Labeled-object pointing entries
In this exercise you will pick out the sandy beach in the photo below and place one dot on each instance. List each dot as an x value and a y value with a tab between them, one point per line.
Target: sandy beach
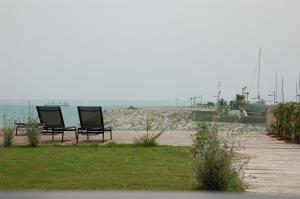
267	172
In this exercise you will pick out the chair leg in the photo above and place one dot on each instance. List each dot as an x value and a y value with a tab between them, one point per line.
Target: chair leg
62	137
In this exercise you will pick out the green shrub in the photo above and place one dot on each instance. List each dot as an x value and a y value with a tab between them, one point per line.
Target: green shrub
287	120
8	129
33	132
216	165
153	130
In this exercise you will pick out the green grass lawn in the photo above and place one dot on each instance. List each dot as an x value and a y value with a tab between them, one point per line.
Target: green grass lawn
115	167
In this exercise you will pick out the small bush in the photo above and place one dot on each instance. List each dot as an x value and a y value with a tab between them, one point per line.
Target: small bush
33	132
287	121
8	129
154	129
215	162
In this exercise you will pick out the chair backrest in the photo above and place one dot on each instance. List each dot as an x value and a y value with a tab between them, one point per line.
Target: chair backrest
50	116
90	116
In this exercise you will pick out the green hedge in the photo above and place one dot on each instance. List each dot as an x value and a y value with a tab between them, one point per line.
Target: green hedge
287	121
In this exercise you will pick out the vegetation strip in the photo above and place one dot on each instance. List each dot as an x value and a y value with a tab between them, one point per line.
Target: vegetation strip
111	167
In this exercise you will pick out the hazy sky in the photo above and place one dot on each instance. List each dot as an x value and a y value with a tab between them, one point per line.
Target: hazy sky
146	49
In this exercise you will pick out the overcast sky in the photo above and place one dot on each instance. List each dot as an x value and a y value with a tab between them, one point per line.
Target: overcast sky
146	49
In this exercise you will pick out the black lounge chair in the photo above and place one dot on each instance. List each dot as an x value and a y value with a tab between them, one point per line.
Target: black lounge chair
91	122
52	121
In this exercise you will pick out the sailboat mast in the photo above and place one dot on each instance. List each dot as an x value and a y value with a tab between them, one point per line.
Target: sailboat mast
258	79
276	97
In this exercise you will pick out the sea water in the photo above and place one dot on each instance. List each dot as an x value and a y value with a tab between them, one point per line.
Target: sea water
19	110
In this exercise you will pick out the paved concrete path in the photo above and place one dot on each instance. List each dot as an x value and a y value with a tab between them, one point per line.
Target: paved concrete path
274	166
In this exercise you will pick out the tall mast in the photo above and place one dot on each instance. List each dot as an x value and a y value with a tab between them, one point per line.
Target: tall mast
259	57
276	89
299	88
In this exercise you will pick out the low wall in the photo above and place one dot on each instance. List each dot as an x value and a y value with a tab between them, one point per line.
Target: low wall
208	116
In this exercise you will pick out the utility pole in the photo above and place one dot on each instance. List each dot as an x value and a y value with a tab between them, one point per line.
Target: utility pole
259	57
191	98
276	87
299	88
201	99
274	97
176	101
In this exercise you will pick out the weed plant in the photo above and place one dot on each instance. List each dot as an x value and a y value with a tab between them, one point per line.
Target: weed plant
287	121
153	130
216	165
33	131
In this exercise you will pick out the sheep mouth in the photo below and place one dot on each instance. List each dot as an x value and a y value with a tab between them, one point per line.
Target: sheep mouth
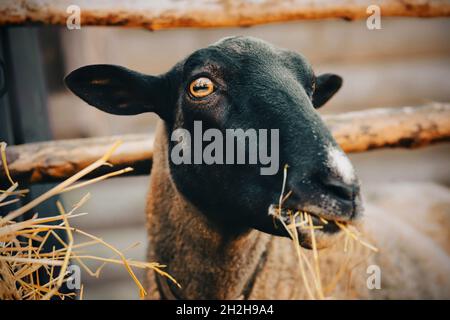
325	226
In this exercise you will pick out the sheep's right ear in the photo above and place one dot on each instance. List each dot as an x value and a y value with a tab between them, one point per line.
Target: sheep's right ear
117	90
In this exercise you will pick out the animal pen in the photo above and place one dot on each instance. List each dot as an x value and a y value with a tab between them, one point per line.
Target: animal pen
38	162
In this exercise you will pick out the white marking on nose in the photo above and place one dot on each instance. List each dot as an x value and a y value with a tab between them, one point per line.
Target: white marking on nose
341	165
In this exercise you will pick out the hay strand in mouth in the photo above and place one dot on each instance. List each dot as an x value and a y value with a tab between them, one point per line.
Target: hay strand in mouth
22	256
310	271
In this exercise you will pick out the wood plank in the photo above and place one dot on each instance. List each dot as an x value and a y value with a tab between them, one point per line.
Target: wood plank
406	127
164	14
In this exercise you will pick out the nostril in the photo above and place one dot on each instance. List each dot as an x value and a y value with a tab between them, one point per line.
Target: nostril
340	189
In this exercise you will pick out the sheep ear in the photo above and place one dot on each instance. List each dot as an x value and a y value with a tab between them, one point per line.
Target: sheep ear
326	86
116	90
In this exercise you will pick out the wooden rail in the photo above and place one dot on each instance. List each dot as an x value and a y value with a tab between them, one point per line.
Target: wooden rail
165	14
405	127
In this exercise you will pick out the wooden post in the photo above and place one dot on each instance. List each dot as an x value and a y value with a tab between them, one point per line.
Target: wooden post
360	131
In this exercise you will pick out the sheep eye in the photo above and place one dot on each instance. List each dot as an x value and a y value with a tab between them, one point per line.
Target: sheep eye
201	87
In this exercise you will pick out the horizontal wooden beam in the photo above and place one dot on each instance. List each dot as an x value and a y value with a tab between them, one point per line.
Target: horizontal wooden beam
406	127
165	14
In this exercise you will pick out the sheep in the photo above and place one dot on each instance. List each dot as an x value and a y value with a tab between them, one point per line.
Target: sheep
209	223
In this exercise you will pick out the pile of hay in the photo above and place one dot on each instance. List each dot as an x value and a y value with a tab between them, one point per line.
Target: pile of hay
22	257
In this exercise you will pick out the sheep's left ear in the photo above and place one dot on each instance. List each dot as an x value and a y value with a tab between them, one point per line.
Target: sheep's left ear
326	86
117	90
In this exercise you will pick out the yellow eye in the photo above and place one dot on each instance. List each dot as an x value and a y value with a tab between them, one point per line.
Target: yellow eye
201	87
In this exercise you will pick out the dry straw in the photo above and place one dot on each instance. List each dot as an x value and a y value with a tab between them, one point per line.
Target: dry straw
310	266
21	242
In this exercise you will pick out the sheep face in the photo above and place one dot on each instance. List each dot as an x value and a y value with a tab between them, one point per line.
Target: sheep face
247	84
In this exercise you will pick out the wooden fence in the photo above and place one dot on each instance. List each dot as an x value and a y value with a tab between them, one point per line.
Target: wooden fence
355	132
165	14
405	127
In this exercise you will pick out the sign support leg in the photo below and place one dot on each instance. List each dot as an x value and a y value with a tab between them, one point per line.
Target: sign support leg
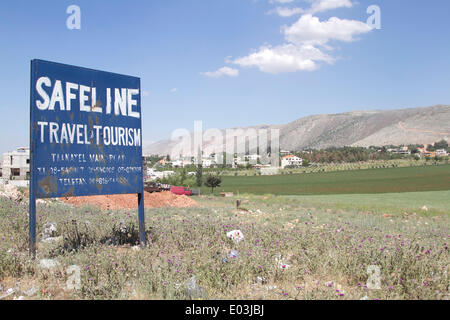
32	224
142	236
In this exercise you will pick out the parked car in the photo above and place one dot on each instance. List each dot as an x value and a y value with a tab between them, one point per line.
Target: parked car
181	191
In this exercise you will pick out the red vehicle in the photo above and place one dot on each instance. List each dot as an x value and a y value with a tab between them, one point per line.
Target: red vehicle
181	191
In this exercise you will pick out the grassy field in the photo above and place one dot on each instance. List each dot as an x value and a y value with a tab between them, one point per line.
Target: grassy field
292	249
392	180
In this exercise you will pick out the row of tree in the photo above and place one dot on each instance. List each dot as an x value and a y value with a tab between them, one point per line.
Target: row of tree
182	179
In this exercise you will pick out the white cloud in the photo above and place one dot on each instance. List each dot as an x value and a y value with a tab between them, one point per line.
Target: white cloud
316	6
281	1
287	12
285	58
306	40
325	5
225	71
310	30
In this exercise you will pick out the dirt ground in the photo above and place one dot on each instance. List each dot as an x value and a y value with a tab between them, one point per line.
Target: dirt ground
130	201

**What needs to be done**: Set down the lines of the records above exactly, apart from the pictures.

**Answer to the exercise**:
In this exercise you will pick out the sandy beach in the photo below and place one dot on each instance. List each dot as an x value and a y value with a tab between them, one point per line.
Target: sandy beach
267	172
In this exercise you will pick out the chair leg in the photo above and place one dot on each instance. List each dot as an x value and a y value with a tab between them, one point per line.
Target: chair leg
62	137
In this exercise you will pick out the green shrub in the photo above and place one dot on each instance. List each dot as an x value and a y value with a tab between them, one point per line.
Target: green shrub
287	120
8	129
33	132
216	165
153	130
In this exercise you will pick out the green grass lawn in the photo above and place one dot on each instance. List each dot as an x value and a y value with a tab between them, one point per line.
Target: green grass lawn
115	167
In this exercise you will pick out the small bush in the photo above and place one dot on each instance. List each dot as an x value and a y value with a tab between them, one point per line.
Target: small bush
33	132
287	121
8	129
154	129
215	162
In this exercise you will pick out the chair backrest in the photo above and place one dot on each instance. List each dot as an x value and a y value with a tab between them, one point per line.
Target: chair backrest
50	116
90	116
In this exercise you will pick out the green hedge in the photo above and place one dot on each instance. List each dot as an x value and a y value with a tab between them, one point per line.
Target: green hedge
287	121
In this exercise you will pick out the vegetation strip in the photo above and place one dot on each instance. List each dot as an x value and a y value with a tab between them, one point per line.
Target: vegetation strip
111	167
In this exercise you will pick out the hazy sky in the photo above and place one dot on each instance. List each dot as an x value and a y value with a tab between them, one point per line.
Target: hazy sky
146	49
In this exercise you will pick out the overcast sky in the photo above and place one dot on each instance. List each dot as an x value and a y value with a tab between them, one point per line.
Target: overcast sky
146	49
In this exercise you will pick out the black lounge chair in the photo above and place one dot on each instance. List each dot as an x value and a y value with a tab between them, one point per line.
Target: black lounge chair
91	122
52	121
In this exercise you will pick out the sailboat mast in the photo above and place one dot on each instance. List each dot as an x value and a y value with a tab between them, one point per line.
Target: sailboat mast
258	79
276	97
In this exercise you will pick out the sea water in the photo above and place one dot on each instance. List each dot as an x value and a y value with a tab between them, one point per line.
Target: sea water
19	110
In this exercise you will pick out the paved concrete path in the photo above and place one dot on each instance. List each dot as an x value and a y value with a tab between them, one point per line.
Target: paved concrete path
274	166
In this exercise you will pick out the tall mast in the photo above and place one dot on each instance. List each dot as an x value and a y value with a tab between them, one point per line.
Target: tall mast
259	57
276	89
299	88
In this exercise you will pick out the low wall in the photo above and place one dot on each instance. List each dot as an x value and a y value with a tab between them, one point per line.
Target: low wall
208	116
In this exercise you will pick out the utility pole in the photo above and place one dot on each instance. List each dot as an x value and a y value with a tab between them, one point per line.
Target: utility pole
259	57
191	98
276	87
299	88
201	99
274	97
176	101
In this exercise you will pick out the weed plant in the photo above and place one dot on each instance. List each dot as an x value and a y value with a tab between them, one point per line.
Target: weed plant
287	121
153	130
216	165
33	131
In this exercise you will pick out the sheep mouth in the photo below and place one dot on each instance. List each dot as an x value and a y value with a tab between them, one point per line.
Target: sheep mouth
325	226
In this exercise you will pick out the sheep's right ear in the photo above and place one dot on each instance. List each dot as an x value and a y value with a tab between them, one point per line.
Target: sheep's right ear
117	90
In this exercise you will pick out the animal pen in the photo above and place one dot on each instance. List each dot as an x value and a y value with a tab between them, one point per line.
Target: animal pen
38	162
In this exercise you will pick out the white marking on nose in the photo above and place one dot on each instance. List each dot as an x value and a y value with a tab between them, one point per line.
Target: white marking on nose
341	165
In this exercise you will pick out the hay strand in mouth in the photo above and place one dot on each instance. List each dot as an x value and a y value with a tab between them, one point per line.
Target: hay strand in mouth
22	256
310	271
In this exercise you will pick out the wood plank in the photo above and place one dot on each instance. List each dot as an x value and a y value with a tab between them, one point per line.
Target: wood plank
406	127
164	14
In this exercise you will pick out the nostril in the photo above and place one dot on each instance. List each dot as an x value and a y value with a tab between them, one point per line.
Target: nostril
340	189
In this exercise you will pick out the sheep ear in the photo above and place one dot on each instance. List each dot as an x value and a y value with a tab between them, one point per line.
Target: sheep ear
326	86
116	90
In this exercise you will pick out the wooden rail in the photo above and place one dot on each instance. List each dot as an x value and a y value with a tab between them, one point per line.
Target: wooden rail
165	14
405	127
In this exercise you will pick out the wooden post in the photo above and place one dot on each instance. List each dot as an x value and a y value with a tab between them, one point per line.
Target: wooden post
360	131
In this exercise you will pick out the sheep eye in the photo above and place one dot on each instance. List each dot as an x value and a y value with a tab between them, one point per line.
Target: sheep eye
201	87
In this exercise you will pick out the horizontal wooden beam in the photo above and place one dot on each instance. List each dot as an x value and a y value with a tab between them, one point per line.
Target: horizontal wooden beam
406	127
165	14
In this exercise you will pick out the sheep in the photo above and place one dot on each instance. List each dot as an x value and a y value with a tab between them, one point per line.
Target: sheep
209	223
In this exercise you will pick out the pile of hay in the photo above and place one dot on each instance. List each dot as an x value and a y value with a tab between them, one point per line.
Target: pile of hay
22	257
In this exercise you will pick out the sheep's left ear in the photo above and place one dot on each instance. List each dot as an x value and a y value with a tab between them, one point per line.
Target: sheep's left ear
326	86
117	90
In this exercise you will pick out the yellow eye in the photo above and place one dot on each instance. List each dot as an x value and a y value with a tab between them, one point per line.
Target: yellow eye
201	87
In this exercise you will pick out the dry straw in the photo above and place one dot on each instance. List each dot as an x value and a y value with a tab between them, one point per line.
Target: dry straw
310	266
21	242
In this exercise you will pick out the sheep face in the photo above and place one dot on each instance. List each dot as an x value and a y value with a tab between them, one point per line.
Target: sheep face
247	84
In this exercise you will pick out the wooden fence in the photo above and place one dot on each instance. List each dot as an x value and a y value with a tab between them, one point per line.
Target: wooden fence
355	132
165	14
405	127
In this exercise you will pick out the sign support leg in the photo below and place one dot on each instance. List each dot as an x value and a y value with a tab between them, one point per line.
Target: sign support leg
32	224
142	236
In this exercise you will pick out the parked car in the photo above and place one dot on each instance. List each dot as an x value and a y value with a tab between them, one point per line.
Target: parked car
181	191
In this exercise you will pick out the red vehicle in the photo above and place one dot on each instance. List each dot as an x value and a y value with a tab between them, one point per line.
Target: red vehicle
181	191
In this exercise you will pick out the grassy field in the photo above and place one dot on each instance. List each dot as an x value and a y value with a tab between them, one point per line.
Target: grassy field
292	249
392	180
In this exercise you will pick out the row of tree in the photo above and place one dot on each instance. List each dot as an x value and a y value with a tab between them, one point per line.
Target: row of tree
182	179
In this exercise you will pick out the white cloud in the photo above and place one dot on each instance. List each dot as an x value and a y value with a tab between them, one point per line.
Target: white cloud
316	6
281	1
287	12
285	58
306	40
325	5
225	71
310	30
In this exercise you will pick out the dirt ground in the photo above and place one dot on each instance. List each dot as an x value and a y value with a tab between them, one point per line.
Target: dirt ground
130	201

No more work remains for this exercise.